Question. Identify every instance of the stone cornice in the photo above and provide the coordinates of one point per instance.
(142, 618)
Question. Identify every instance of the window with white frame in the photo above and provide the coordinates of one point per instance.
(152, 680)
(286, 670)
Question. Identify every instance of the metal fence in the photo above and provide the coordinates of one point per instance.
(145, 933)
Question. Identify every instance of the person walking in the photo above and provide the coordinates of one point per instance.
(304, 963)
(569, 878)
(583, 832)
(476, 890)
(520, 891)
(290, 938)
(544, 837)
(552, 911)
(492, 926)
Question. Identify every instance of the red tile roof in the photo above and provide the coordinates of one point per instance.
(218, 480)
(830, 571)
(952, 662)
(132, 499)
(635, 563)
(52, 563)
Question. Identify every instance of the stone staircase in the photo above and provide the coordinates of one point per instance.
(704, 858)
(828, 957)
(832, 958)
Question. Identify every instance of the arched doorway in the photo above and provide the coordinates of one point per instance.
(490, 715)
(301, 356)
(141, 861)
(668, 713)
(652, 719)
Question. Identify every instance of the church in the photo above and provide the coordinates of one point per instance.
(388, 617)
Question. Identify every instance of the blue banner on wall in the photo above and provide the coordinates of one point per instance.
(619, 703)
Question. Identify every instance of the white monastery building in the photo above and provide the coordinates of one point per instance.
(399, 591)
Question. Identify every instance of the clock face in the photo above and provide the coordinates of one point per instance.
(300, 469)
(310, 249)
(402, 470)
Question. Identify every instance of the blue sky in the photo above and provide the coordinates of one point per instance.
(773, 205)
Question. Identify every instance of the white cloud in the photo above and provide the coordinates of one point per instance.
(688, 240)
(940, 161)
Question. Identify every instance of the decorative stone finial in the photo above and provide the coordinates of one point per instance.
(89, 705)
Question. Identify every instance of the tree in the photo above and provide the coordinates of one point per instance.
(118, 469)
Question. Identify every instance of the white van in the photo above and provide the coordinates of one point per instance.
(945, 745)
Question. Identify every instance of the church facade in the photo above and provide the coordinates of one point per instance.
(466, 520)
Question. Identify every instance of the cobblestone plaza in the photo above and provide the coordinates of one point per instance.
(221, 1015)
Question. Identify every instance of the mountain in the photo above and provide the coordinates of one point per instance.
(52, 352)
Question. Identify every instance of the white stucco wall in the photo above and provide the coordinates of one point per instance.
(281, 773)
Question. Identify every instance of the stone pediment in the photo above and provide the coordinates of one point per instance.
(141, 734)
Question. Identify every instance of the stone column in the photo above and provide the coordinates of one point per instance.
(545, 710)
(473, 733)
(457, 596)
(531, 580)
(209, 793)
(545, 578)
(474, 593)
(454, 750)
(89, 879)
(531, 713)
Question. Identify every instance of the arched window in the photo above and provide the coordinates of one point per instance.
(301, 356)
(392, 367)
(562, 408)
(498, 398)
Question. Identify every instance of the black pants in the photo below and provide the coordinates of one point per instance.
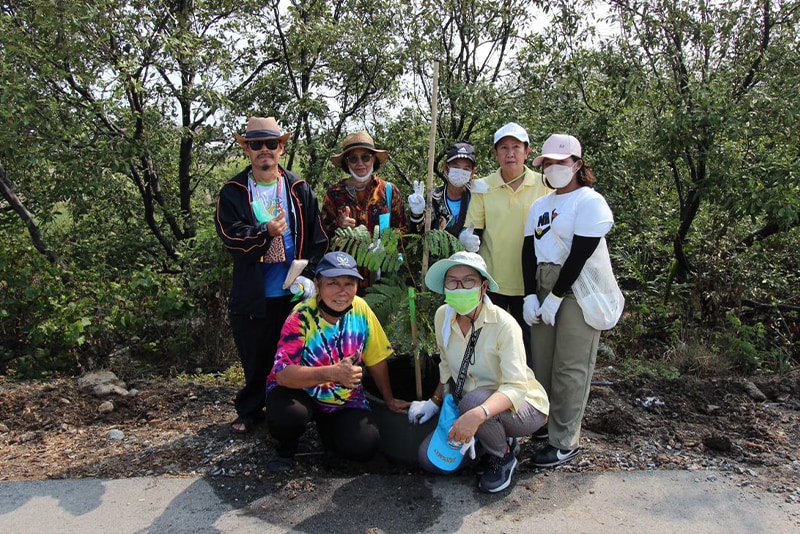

___

Required action
Locate "Question. Identify every instance of the decorative" in the listing above, then print exactly the lines from that line through the final one, omitting all pictures.

Response area
Question. Identify every instance of the decorative stone finial in the photo above and provide the coordinates of one point per instance.
(89, 705)
Question. Identify every instance of the tree in the photo above and provide the coordinates of one point per instance.
(118, 469)
Question. Identify every instance of the white van in the photo above and provide the coordinates of one point per instance.
(945, 745)
Question. Identify every instance of the church facade in the photo above and provide the coordinates of one point per instance.
(466, 520)
Question. Identify every instance of the cobblestone plaza in the photo above and provide the coordinates of one point per instance.
(221, 1015)
Question. Identify every instance of the mountain in the photo above and provide the coordinates of one point per instance.
(52, 352)
Question. Identify every instance of the white stucco wall in the photo above and provide the coordinates of one point per instance.
(281, 773)
Question. Identify every instance of the stone pediment in the photo above and provide the coordinates of one point per instance.
(141, 734)
Question. Identify every instance of the stone column in the photo above and provide the coordinates of one point per instance.
(545, 710)
(473, 733)
(457, 596)
(531, 580)
(209, 793)
(545, 578)
(474, 593)
(454, 750)
(89, 879)
(531, 713)
Question. Identify every instance of the arched window in the photo above and provide the coordinates of one point per instance.
(301, 356)
(392, 367)
(562, 408)
(498, 398)
Question. Identify every instance of the black pants in the photo below and provide the coordinates of one point per instance.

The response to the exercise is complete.